-- What the task requires --
Reproduce each record below in full, word for word, without images.

Dataset entries
———

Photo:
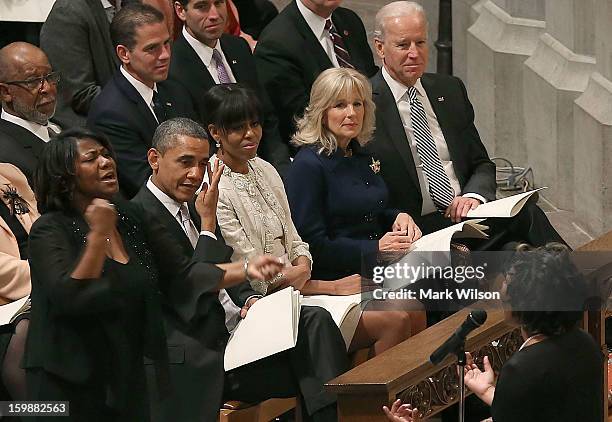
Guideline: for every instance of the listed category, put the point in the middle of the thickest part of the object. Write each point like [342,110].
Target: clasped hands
[459,208]
[403,233]
[481,383]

———

-- Solution to the exercise --
Photo:
Guideline: for every instance of the listed category, put the point in the middle of the thickest part of the object. Write each point like [342,110].
Target: clasped hands
[459,208]
[403,233]
[481,383]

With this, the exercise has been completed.